◆ **Data for the task**:
▬▬▬▬▬▬

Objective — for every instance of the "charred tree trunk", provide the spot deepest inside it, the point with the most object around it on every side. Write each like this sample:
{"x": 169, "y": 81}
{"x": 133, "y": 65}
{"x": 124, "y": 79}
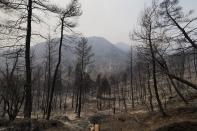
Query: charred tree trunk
{"x": 28, "y": 84}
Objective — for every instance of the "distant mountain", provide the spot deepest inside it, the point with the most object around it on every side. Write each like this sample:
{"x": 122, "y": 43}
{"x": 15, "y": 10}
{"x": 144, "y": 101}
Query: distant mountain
{"x": 123, "y": 46}
{"x": 107, "y": 57}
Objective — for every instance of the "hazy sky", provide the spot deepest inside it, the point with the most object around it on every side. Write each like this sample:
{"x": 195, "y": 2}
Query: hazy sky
{"x": 114, "y": 19}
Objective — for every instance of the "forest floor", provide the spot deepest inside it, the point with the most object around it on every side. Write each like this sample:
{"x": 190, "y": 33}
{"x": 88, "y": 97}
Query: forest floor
{"x": 181, "y": 117}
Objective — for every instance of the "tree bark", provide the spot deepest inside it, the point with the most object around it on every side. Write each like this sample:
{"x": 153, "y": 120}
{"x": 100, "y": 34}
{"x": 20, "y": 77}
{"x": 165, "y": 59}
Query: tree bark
{"x": 28, "y": 84}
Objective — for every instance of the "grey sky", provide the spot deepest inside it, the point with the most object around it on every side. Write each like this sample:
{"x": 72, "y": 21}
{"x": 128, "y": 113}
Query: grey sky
{"x": 113, "y": 19}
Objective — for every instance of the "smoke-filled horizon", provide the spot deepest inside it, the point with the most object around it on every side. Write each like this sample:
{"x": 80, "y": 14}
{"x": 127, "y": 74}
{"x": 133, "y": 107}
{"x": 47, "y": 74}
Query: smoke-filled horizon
{"x": 113, "y": 19}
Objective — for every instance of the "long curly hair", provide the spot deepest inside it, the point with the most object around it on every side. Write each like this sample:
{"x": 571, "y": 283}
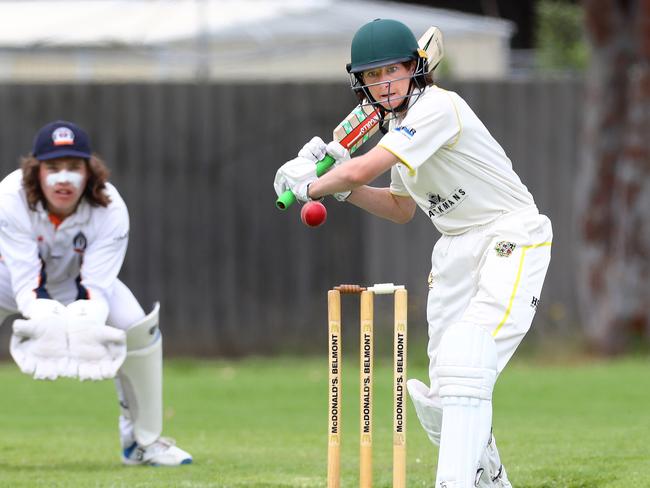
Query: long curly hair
{"x": 94, "y": 193}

▬▬▬▬▬▬

◆ **What you are asked to do**:
Pictures are excluded; copy every other part of the records exactly.

◆ **Solution**:
Objective — for every instance of the "charred tree trunk", provide the spot deepest inside it, the point with the most object around it on every side. Write each like this sample:
{"x": 169, "y": 81}
{"x": 133, "y": 65}
{"x": 124, "y": 79}
Query: charred tree trunk
{"x": 28, "y": 84}
Objective — for every instance of the "distant mountain", provide the spot deepest inside it, the point with the most object around it on every side. Write each like this sample:
{"x": 122, "y": 43}
{"x": 15, "y": 10}
{"x": 144, "y": 101}
Query: distant mountain
{"x": 123, "y": 46}
{"x": 107, "y": 57}
Objective — for every instance of the "hazy sky", provide the spot deepest inside it, the point with the most object around it on every side. Write each like this sample:
{"x": 195, "y": 2}
Query: hazy sky
{"x": 114, "y": 19}
Objective — for every instance of the "forest floor", provide the spot deepest inside it, the point with the most object around it on every side. Write each like this sample:
{"x": 190, "y": 33}
{"x": 88, "y": 97}
Query: forest floor
{"x": 181, "y": 117}
Objective — for every instance of the "tree bark", provide the spot deepest inside it, the point with the most object around it on every side. Write each like this sample:
{"x": 153, "y": 120}
{"x": 100, "y": 34}
{"x": 20, "y": 77}
{"x": 165, "y": 59}
Query: tree bark
{"x": 28, "y": 84}
Objective — for every instance of the "grey sky", provide the spot deepest inside it, the point with the most object around it on every side. Write each like this sample:
{"x": 72, "y": 21}
{"x": 128, "y": 113}
Query: grey sky
{"x": 113, "y": 19}
Objective — for every instance of the "smoke-filled horizon", provide the spot deepest inside it, the point with the most object around it on every side. Write each like this sample:
{"x": 80, "y": 14}
{"x": 127, "y": 74}
{"x": 133, "y": 107}
{"x": 47, "y": 74}
Query: smoke-filled horizon
{"x": 113, "y": 19}
Objective — for every instance of the "long curly hair", provide the spot deepest inside it, the point with the most object around it on every side. Write each like this sample:
{"x": 571, "y": 283}
Query: long curly hair
{"x": 94, "y": 193}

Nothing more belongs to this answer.